BEGIN EXERCISE MATERIAL

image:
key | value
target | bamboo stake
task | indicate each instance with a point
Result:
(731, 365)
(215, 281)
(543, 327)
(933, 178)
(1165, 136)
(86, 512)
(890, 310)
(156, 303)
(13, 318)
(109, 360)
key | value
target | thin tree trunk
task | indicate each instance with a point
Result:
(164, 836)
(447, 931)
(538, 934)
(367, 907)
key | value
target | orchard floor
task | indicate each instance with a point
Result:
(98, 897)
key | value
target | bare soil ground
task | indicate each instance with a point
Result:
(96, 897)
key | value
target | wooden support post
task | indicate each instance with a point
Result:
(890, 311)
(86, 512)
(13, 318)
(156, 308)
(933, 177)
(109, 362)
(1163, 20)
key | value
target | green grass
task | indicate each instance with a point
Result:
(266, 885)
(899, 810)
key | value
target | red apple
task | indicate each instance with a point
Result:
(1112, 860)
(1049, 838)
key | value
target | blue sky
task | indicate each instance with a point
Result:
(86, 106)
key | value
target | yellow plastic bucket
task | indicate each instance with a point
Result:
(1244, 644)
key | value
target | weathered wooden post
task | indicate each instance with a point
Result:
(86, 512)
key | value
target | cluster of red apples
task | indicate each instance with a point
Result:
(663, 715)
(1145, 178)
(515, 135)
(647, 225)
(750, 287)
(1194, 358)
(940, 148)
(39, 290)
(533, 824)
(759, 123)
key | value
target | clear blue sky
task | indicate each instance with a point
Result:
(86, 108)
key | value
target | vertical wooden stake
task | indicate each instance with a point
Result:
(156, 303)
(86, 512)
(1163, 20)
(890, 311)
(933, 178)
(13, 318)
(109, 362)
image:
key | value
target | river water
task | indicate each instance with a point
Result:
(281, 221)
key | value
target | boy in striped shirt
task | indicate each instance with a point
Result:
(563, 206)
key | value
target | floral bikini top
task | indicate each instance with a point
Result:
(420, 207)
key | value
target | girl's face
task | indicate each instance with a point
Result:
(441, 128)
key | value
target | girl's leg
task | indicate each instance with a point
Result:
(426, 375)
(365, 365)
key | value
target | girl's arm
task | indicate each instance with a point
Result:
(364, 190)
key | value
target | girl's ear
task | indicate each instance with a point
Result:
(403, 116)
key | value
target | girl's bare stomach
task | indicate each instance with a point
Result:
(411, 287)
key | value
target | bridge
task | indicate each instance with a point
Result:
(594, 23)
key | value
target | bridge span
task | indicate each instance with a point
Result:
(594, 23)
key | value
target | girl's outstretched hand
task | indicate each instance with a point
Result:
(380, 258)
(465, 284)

END EXERCISE MATERIAL

_THE TASK:_
Go through the data and count every line where the word "bare" appears. Give only that count.

_SOLUTION TO THIS EXERCISE:_
2